Natural-language object grounding data
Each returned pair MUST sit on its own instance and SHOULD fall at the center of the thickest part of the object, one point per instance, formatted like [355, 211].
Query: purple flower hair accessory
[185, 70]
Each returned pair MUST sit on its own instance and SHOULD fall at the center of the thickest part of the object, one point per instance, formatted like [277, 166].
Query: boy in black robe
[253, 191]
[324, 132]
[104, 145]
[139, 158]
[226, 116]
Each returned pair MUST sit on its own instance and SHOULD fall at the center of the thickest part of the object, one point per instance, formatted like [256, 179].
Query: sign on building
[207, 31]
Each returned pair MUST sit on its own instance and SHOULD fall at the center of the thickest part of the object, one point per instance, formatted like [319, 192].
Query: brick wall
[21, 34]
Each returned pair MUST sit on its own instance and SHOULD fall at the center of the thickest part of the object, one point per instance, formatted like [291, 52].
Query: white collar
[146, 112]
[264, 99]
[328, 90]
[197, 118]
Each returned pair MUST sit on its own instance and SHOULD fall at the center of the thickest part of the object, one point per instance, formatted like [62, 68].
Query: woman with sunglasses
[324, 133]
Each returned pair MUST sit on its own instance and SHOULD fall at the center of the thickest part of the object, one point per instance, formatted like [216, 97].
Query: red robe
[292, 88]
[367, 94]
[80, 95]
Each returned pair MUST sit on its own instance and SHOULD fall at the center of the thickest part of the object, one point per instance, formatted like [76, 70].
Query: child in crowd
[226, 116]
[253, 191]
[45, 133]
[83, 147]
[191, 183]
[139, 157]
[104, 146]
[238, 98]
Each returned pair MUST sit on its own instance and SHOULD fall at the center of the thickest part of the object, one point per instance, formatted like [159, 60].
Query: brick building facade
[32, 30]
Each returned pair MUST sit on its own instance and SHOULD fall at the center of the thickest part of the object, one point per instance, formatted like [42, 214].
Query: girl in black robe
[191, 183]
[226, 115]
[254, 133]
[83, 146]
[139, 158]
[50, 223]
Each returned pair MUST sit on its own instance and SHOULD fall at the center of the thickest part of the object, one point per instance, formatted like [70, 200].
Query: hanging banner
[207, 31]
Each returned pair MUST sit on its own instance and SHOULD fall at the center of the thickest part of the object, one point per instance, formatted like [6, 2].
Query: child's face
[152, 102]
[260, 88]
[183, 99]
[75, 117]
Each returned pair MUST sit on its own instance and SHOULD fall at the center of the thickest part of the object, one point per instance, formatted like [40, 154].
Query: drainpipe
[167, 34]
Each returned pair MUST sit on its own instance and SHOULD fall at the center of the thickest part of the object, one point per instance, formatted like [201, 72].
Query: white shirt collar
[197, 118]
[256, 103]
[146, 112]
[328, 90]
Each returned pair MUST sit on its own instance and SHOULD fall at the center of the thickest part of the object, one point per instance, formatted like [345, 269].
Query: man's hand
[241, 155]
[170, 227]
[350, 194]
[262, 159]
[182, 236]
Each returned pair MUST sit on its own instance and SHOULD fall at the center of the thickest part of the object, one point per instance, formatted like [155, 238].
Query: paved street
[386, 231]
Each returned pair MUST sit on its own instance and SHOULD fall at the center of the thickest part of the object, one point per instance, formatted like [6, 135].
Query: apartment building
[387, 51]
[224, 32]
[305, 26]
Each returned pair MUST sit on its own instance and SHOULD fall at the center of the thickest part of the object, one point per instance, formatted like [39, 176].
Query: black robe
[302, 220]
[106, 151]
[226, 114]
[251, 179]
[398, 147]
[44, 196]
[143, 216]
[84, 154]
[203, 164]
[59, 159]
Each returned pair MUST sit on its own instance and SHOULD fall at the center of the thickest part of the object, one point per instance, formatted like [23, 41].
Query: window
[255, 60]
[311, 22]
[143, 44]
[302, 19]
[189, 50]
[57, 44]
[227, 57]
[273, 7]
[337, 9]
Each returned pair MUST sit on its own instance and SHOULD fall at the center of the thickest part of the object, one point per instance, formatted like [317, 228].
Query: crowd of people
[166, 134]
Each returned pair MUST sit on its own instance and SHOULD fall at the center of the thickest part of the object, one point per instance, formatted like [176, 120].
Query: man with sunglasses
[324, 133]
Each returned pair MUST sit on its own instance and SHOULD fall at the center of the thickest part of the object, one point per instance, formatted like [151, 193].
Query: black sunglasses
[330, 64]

## What to produce
Write the records above out again precisely.

## Completed task
Each returned pair MUST sit on its own instance and SHOULD fall at the center of the thickest part of the object, one point per instance, formatted like [355, 211].
Query: purple flower hair accessory
[185, 70]
Each returned pair MUST sit on its own instance and SHOULD fall at the center of the thickest part of the object, one point per instance, formatted like [277, 166].
Query: boy in black robe
[253, 191]
[324, 132]
[104, 145]
[139, 158]
[226, 116]
Each returned pair MUST sit on its own instance and SHOULD fall at the center of the thickest part of the object, one point per instance, formatted like [256, 179].
Query: sign on building
[207, 31]
Each returned pair MUST sit on its own instance and SHOULD fall at the center of the thickest part of the object, one point per instance, formatted like [319, 192].
Query: brick wall
[21, 34]
Each returned pair MUST sit on its own instance and SHOULD fall at the center of the thickest part of the object, one point per instance, formatted like [291, 52].
Query: white collar
[146, 112]
[264, 99]
[328, 90]
[197, 118]
Each returned pair MUST sit on its own instance and SHOULD fall at the center of the thickest part of the object, one point per instance, formatted like [62, 68].
Query: woman with sunglasses
[324, 133]
Each returned pair MUST sit on its own instance and SHOULD fall at the center of the thickest part of the object, one point per instance, formatted like [216, 97].
Query: red robe
[292, 88]
[367, 94]
[80, 95]
Each returned pair MUST sit on its own instance and SHOULD fall at the center of the thickest part of the object, one point per instance, formatted like [76, 70].
Query: child in crowd
[226, 116]
[253, 191]
[45, 133]
[83, 147]
[191, 183]
[139, 157]
[104, 146]
[238, 98]
Each returned pair MUST sit on its own instance and SHOULD fall at the center of the thickest part of the object, one point per instance, formatted like [159, 60].
Query: brick building facade
[32, 30]
Each returned pair MUST sit on its own instance and SHOULD fall at the center of the thickest part of the object, one point per instance, formatted like [42, 214].
Query: girl in black robe
[191, 183]
[226, 115]
[254, 133]
[83, 146]
[139, 158]
[50, 223]
Each returned pair MUST sit on its own instance and SHOULD fall at the center of the thickest part of the object, one point per instance, formatted like [70, 200].
Query: hanging banner
[207, 31]
Each returned pair MUST sit on its own instance and SHOULD fall at the center of the thickest part of the object, one point per instance, formatted like [6, 2].
Query: child's face
[152, 102]
[260, 88]
[183, 99]
[75, 117]
Each returned pair MUST sit on its own instance and SHOULD fall at the center of the thickest part of the object, one point per instance, formatted like [40, 154].
Query: drainpipe
[167, 34]
Each returned pair MUST sit on its own instance and SHOULD fall at the center of the thickest part of the object, one point per instance, formatted like [201, 72].
Query: white shirt collar
[197, 118]
[256, 103]
[146, 112]
[328, 90]
Each returned pair MUST sit on its own instance and SHOULD fall at the center of the thickest part of the object, one point per instance, formatted like [345, 269].
Query: man's hand
[241, 155]
[170, 227]
[350, 194]
[262, 159]
[182, 236]
Each returned pair MUST sit on its own instance and SHOULD fall at the center of the thickest part of the object, one point per instance, formatted like [155, 238].
Query: paved street
[386, 231]
Each returned pair MUST sit on its own instance and SHOULD fall at the center of the thickest part of the object, one point per instance, formatted like [6, 135].
Query: apartment building
[387, 51]
[224, 32]
[305, 26]
Each returned pair MUST sit on its own instance and SHOULD fall at the center of the thickest part of the object, one point per instance, formatted like [39, 176].
Query: black robe
[302, 220]
[106, 151]
[226, 114]
[251, 179]
[398, 147]
[44, 196]
[143, 216]
[84, 154]
[203, 164]
[59, 159]
Each returned pair MUST sit on its own instance and SHOULD fall at the center of the thickest part of the object, one point per instance, formatted like [23, 41].
Query: window
[255, 60]
[311, 22]
[143, 44]
[302, 19]
[189, 50]
[57, 44]
[227, 57]
[273, 7]
[337, 9]
Each returned pair MUST sit on its own instance and SHOULD fall at the center of the thickest part of the object, one point per instance, formatted like [317, 228].
Query: crowd of people
[166, 134]
Each returned pair MUST sit on its own instance and SHOULD fall at the center of the thickest part of the object, one point per instance, formatted like [176, 120].
Query: man with sunglasses
[324, 133]
Each returned pair MUST sit on its own instance and SHOULD fall at the center of the thickest part of the object, one point per instance, formatted like [151, 193].
Query: black sunglasses
[330, 64]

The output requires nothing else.